Text shown:
[start]
I think you'll find once you're dead, that's it.


----------



## Guest (Apr 9, 2016)

dogen said:


> I think you'll find once you're dead, that's it.


Not to mention, of all the zombie apocalypse media available, not one of them has ever portrayed the zombies as particularly passionate about common practice tonality. They can't ALL be wrong, can they?


----------



## Morimur (Jan 23, 2014)

Music of the future? Crap.


----------



## ArtMusic (Jan 5, 2013)

I think composed art music of the future will likely return to offering more traditional tonal models of composition. It has been about one hundred years of "modern" music development since the turn of the early decades of the 20th century. Now I think there is an awakening to more traditional aesthetics.


----------



## Pugg (Aug 8, 2014)

dogen said:


> I think you'll find once you're dead, that's it.


I don't have _any other_ illusion than your suggesting


----------



## Crudblud (Dec 29, 2011)

I've been writing it for a while...

But seriously, I think we have to look at western culture in general. The idea that a retrograde motion would occur, that we would effectively "undo" the past hundred years or so, is entirely possible. The current trend, which is ─ for better or worse ─ towards egalitarianism, and which operates by the erosion of boundaries between and the levelling of perceived cultural value of things which were once considered separate, will probably continue for a while yet, but it leads perhaps to something quite different.

Post-modernism, which essentially began this process of erosion, is just about dead, and people are now looking for what David Foster Wallace* calls the "new sincerity." In his 1993 essay "E Unibus Pluram" Wallace characterises this as an essentially dead-in-the-water (from a critical perspective) movement of conservative reactionary revolt, its main features being an abundance of naivety and a lack of fear regarding the cliché, both of which run counter to post-modern sarcasm and self-awareness.

But why is this what the west is looking for? Could it be that there is a desire, perhaps because western governments have seen fit to plunge us into a period of constant war in the Middle East, and because there is a general feeling of unease concerning the movements of vast bodies of people across the earth, and ─ at the most extreme ─ a sense that western culture is nearing its death throes after a grand period of cultural hedonism, for an escape to a state of innocence? Is this a rebuking of the march of globalisation, in which everyone is everywhere all the time; or is it simply an attempt to find "eudaimonia," an inner spiritual happiness which Socrates said is fuelled by virtues such as justice and courage?
[end]
The request:
Return the passage of the forum thread on the music of the future from "## ArtMusic (Jan" up to and including "more traditional aesthetics.", copying it word for word.

Information shown:
[start]
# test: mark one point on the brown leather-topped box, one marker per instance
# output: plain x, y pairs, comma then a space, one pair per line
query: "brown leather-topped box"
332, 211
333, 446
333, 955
[end]
Response to the task:
## ArtMusic (Jan 5, 2013)

I think composed art music of the future will likely return to offering more traditional tonal models of composition. It has been about one hundred years of "modern" music development since the turn of the early decades of the 20th century. Now I think there is an awakening to more traditional aesthetics.